[Stored items]
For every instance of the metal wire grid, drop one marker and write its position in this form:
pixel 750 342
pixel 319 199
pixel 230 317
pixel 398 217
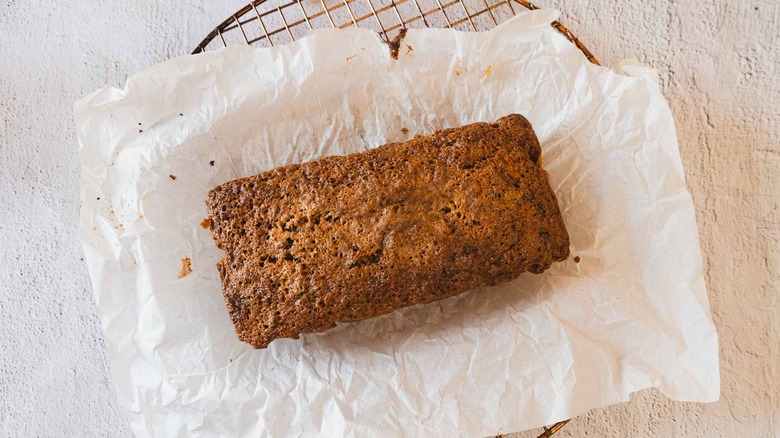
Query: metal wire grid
pixel 265 23
pixel 262 24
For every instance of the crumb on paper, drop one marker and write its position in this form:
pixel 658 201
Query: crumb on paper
pixel 487 73
pixel 186 267
pixel 395 43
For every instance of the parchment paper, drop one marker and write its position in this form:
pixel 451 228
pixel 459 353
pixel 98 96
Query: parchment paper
pixel 632 314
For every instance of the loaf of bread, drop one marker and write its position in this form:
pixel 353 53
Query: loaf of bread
pixel 350 237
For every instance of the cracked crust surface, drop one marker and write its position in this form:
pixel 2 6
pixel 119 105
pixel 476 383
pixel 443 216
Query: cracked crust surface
pixel 351 237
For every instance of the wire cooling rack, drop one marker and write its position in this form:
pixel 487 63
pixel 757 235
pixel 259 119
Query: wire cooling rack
pixel 267 23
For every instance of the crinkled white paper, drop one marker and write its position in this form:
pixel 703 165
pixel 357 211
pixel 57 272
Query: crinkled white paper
pixel 632 314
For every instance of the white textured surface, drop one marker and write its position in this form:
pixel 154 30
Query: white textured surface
pixel 718 65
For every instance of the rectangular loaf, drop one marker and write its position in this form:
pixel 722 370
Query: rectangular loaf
pixel 350 237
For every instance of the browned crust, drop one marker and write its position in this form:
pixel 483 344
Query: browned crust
pixel 350 237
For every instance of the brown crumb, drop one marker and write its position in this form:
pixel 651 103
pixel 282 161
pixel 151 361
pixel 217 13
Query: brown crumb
pixel 487 72
pixel 186 267
pixel 395 43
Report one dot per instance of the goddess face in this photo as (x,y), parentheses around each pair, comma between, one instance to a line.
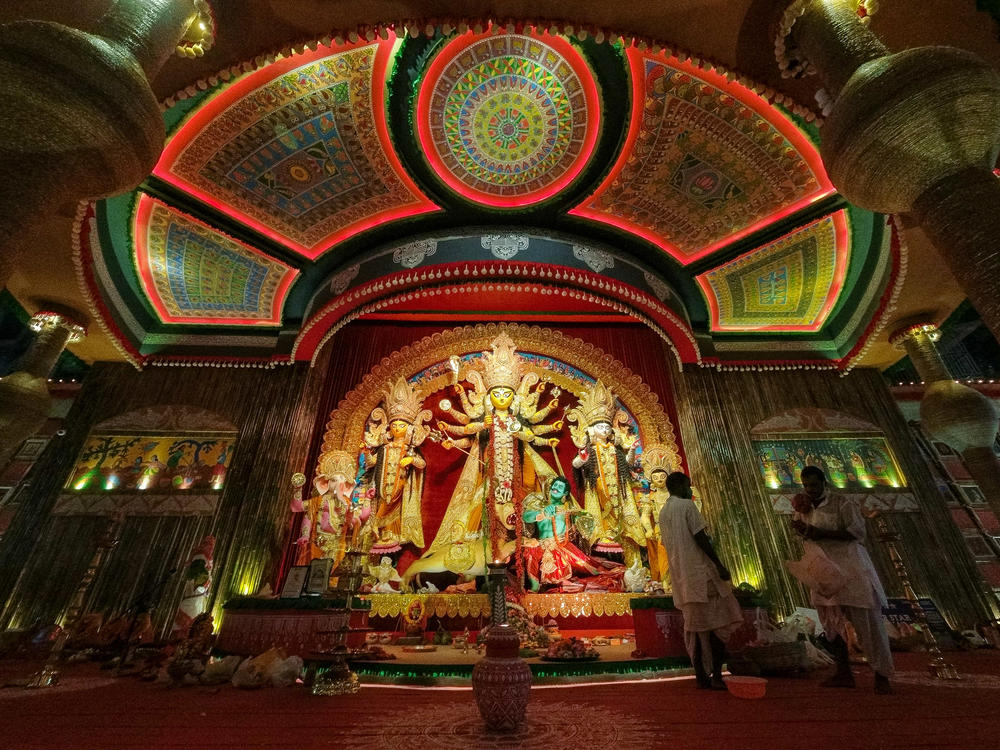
(658,480)
(502,397)
(558,489)
(602,431)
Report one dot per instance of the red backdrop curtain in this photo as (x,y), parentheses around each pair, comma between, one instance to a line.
(358,347)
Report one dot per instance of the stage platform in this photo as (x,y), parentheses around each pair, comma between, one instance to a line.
(644,634)
(447,665)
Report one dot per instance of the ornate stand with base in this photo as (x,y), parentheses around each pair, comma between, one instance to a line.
(337,678)
(936,664)
(501,680)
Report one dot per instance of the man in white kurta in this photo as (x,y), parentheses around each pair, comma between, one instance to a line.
(834,523)
(701,583)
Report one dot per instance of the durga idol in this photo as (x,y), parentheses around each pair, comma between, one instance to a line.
(497,426)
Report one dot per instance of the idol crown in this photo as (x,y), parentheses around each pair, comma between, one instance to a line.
(402,402)
(502,366)
(338,462)
(597,404)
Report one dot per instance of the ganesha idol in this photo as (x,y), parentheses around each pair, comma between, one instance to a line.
(336,515)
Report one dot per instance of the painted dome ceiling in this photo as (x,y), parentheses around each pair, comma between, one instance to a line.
(504,175)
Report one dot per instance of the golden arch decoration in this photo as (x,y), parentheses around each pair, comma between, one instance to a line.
(347,421)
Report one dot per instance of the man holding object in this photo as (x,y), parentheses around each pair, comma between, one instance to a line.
(834,523)
(701,583)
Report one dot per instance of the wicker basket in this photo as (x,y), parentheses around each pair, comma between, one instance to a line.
(775,659)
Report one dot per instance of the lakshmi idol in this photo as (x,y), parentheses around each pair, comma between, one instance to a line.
(394,468)
(604,466)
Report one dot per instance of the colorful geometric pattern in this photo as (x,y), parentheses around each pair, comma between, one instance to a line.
(706,162)
(193,274)
(791,284)
(299,150)
(508,119)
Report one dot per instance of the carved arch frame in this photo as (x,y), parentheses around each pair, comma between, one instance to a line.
(347,421)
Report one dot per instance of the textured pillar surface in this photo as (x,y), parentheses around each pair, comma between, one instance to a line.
(718,410)
(954,413)
(24,394)
(916,131)
(80,120)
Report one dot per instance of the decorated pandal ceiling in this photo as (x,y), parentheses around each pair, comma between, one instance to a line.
(492,176)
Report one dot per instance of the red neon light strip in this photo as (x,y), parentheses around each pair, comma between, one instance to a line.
(204,115)
(746,97)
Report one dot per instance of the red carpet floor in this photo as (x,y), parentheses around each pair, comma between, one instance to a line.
(90,709)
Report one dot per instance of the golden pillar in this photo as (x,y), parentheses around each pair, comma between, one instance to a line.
(25,402)
(80,120)
(916,131)
(953,413)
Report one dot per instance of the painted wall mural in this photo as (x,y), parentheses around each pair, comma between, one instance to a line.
(851,463)
(854,455)
(195,274)
(299,150)
(153,463)
(508,119)
(706,162)
(791,284)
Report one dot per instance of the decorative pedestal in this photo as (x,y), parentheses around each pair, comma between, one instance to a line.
(501,680)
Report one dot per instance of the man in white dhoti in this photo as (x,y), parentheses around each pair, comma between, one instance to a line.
(834,523)
(701,583)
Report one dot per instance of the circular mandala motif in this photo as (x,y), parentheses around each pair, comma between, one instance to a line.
(508,119)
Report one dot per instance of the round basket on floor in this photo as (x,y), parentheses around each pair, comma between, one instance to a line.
(747,687)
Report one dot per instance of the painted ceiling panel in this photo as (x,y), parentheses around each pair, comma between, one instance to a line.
(706,162)
(193,274)
(508,120)
(299,150)
(791,284)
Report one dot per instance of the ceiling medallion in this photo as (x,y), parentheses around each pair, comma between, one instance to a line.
(508,120)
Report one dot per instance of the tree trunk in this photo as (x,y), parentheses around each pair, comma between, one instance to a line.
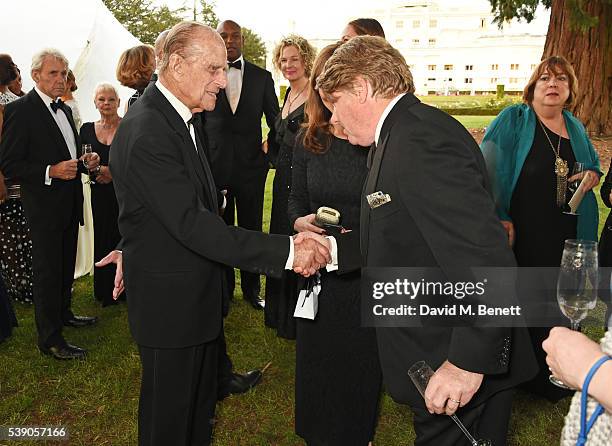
(590,53)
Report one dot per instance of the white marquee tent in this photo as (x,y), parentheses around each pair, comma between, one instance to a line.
(85,31)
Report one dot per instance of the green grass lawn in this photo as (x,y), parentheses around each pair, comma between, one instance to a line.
(97,400)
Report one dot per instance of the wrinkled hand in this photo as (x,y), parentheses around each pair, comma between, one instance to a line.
(509,228)
(311,252)
(570,355)
(115,257)
(90,160)
(104,177)
(64,170)
(306,223)
(448,385)
(591,181)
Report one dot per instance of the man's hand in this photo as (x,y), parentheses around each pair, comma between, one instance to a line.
(450,388)
(570,355)
(115,257)
(104,177)
(306,223)
(591,181)
(64,170)
(90,160)
(509,228)
(309,254)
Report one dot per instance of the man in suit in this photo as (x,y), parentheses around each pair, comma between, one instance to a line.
(40,148)
(238,161)
(440,214)
(174,244)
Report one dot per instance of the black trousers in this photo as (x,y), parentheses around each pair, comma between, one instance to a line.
(488,420)
(178,395)
(53,260)
(245,198)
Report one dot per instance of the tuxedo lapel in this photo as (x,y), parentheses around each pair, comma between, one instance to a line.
(45,117)
(369,187)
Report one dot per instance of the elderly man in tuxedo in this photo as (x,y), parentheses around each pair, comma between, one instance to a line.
(40,147)
(174,243)
(438,213)
(237,156)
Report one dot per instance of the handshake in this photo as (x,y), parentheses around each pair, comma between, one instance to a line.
(311,252)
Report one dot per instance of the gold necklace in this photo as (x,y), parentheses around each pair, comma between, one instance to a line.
(561,169)
(290,101)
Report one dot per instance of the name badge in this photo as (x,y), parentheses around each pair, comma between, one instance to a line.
(377,199)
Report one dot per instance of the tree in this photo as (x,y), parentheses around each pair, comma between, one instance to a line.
(254,49)
(580,31)
(142,19)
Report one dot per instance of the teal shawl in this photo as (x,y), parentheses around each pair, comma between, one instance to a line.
(506,145)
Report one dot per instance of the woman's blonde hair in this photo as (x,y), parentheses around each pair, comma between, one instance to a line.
(305,50)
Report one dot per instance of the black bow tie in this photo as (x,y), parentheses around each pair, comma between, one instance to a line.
(235,64)
(57,105)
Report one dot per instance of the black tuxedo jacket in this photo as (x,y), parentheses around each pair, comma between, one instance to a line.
(441,215)
(234,140)
(173,241)
(31,140)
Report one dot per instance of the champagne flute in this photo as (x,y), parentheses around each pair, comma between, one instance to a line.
(420,373)
(578,168)
(577,284)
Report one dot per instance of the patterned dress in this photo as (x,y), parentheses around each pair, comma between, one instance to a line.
(15,243)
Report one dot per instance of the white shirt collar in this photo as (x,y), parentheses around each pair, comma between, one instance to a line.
(180,108)
(384,115)
(241,59)
(46,99)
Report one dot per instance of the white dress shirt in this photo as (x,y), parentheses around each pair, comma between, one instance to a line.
(62,122)
(234,84)
(333,266)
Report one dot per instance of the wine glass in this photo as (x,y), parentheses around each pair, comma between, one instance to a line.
(577,284)
(578,168)
(87,151)
(420,373)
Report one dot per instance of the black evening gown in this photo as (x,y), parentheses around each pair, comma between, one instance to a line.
(105,212)
(541,229)
(281,294)
(338,377)
(7,316)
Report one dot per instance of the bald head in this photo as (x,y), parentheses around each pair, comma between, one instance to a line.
(159,46)
(231,33)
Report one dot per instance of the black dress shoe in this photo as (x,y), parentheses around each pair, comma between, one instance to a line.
(256,302)
(239,384)
(81,321)
(64,352)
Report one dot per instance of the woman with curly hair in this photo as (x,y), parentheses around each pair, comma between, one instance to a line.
(293,57)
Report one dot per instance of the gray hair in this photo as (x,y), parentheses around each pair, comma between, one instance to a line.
(180,41)
(102,86)
(39,58)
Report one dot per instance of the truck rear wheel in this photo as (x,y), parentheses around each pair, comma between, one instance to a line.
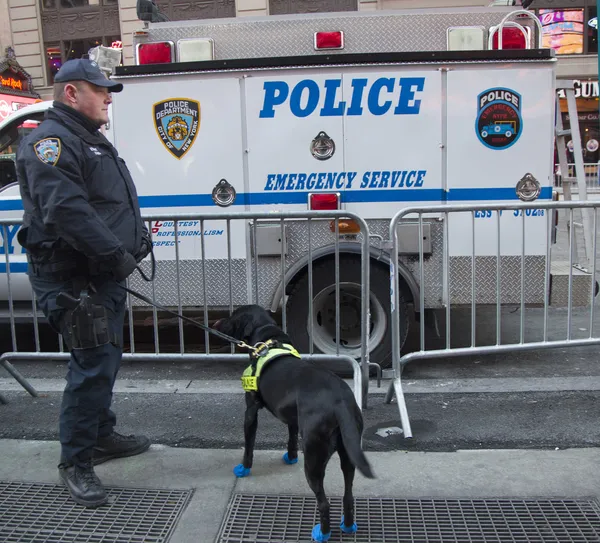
(324,313)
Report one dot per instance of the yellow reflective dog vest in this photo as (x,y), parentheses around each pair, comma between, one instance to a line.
(252,372)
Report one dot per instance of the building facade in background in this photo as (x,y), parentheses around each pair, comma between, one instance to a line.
(45,33)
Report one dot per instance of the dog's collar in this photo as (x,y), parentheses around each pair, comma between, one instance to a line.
(266,352)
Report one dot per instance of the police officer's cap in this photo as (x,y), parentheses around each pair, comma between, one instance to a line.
(83,69)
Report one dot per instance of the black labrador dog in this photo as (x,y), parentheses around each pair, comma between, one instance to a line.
(310,400)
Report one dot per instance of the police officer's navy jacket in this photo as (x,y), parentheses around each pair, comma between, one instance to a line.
(80,202)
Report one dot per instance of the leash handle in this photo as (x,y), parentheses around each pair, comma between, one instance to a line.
(225,337)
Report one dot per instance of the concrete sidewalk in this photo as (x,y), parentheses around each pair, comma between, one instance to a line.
(573,473)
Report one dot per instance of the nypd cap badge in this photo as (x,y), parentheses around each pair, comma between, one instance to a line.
(48,150)
(177,121)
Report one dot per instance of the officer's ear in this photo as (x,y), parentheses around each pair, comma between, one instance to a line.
(70,93)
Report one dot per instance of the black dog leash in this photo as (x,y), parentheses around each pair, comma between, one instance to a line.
(68,301)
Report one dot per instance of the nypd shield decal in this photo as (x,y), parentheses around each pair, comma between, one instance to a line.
(48,150)
(177,122)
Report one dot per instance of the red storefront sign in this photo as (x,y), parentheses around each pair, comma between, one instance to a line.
(9,104)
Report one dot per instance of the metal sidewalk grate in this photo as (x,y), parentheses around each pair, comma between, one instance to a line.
(289,519)
(44,513)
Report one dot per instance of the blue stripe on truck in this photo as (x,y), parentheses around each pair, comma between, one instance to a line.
(15,267)
(350,196)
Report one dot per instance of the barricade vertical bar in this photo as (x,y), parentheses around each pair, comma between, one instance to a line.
(422,281)
(178,279)
(13,332)
(498,280)
(129,320)
(473,311)
(204,299)
(593,281)
(446,274)
(155,321)
(337,286)
(36,324)
(571,250)
(395,300)
(230,279)
(310,289)
(283,249)
(255,248)
(522,276)
(365,309)
(547,274)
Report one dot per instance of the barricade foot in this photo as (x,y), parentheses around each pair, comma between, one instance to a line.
(19,378)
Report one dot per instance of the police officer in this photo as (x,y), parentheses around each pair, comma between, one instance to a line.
(84,236)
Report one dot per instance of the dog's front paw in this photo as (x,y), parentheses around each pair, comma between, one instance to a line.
(289,460)
(241,471)
(348,529)
(318,535)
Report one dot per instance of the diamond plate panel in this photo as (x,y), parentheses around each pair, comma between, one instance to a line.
(272,519)
(365,33)
(191,283)
(461,274)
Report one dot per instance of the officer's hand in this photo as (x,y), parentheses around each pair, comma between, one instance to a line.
(146,247)
(124,267)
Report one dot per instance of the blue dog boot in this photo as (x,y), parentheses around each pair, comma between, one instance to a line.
(348,529)
(241,471)
(287,460)
(318,535)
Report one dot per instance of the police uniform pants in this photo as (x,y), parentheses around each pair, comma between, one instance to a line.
(85,411)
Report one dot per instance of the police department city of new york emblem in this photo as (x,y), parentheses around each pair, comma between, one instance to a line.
(177,122)
(48,150)
(499,123)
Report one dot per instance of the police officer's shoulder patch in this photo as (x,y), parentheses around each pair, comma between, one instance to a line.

◆ **EXERCISE**:
Print precisely the lines from the one with "Report one dot per instance of the barricade vertical" through the end of the data above, adding nothing.

◆ **YOUR RESPONSE**:
Report one dot per instance of the barricade vertical bar in this photo as (x,y), parentheses around each pair, comma between, one instance to a line.
(422,281)
(178,279)
(13,332)
(498,280)
(129,320)
(473,311)
(204,299)
(593,281)
(446,274)
(155,321)
(337,286)
(36,324)
(571,250)
(395,300)
(230,279)
(310,289)
(283,249)
(255,248)
(522,276)
(365,309)
(547,274)
Report one dot per instance of the barricade foot in this photo as (x,y), parentheses around each pair, comma between, one instance to a line.
(19,378)
Report one dot per instance of the police officer in this photo as (x,y), parentheses around each pair, comma between, one instance to a line.
(84,236)
Report one dot per instance of the dog's front paw in this photo as (x,y), parentheses around each pair, comma between, one instance to a line.
(289,460)
(241,471)
(348,529)
(318,535)
Report one dot per instance of the diamond plate panel in this photo as (x,y), parentheses around each pair, comma between, one instance to a line.
(272,519)
(365,33)
(191,283)
(461,274)
Report one dot per instance of the officer's hand in this photo as (x,y), parentheses around each pair, comma between, one instance to a line.
(146,247)
(124,267)
Report one dot per instance of the blue dog boot in this photo as (x,y), parentheses around each pair, comma between, one instance to a line.
(348,529)
(241,471)
(287,460)
(318,535)
Report one dot per instance of the police uniform pants in this photo as (x,y), parentheses around each pair, comma between, one instance to a line.
(85,411)
Report one dot per instance of the police department city of new york emblem in this photo as (x,y), parentheses around each pair, comma between, one instance to a line.
(177,122)
(48,150)
(499,123)
Report one dot per instance of the police officer's shoulder patch in this photo as (x,y), parentheses around each pair, comma between, one instance to a line.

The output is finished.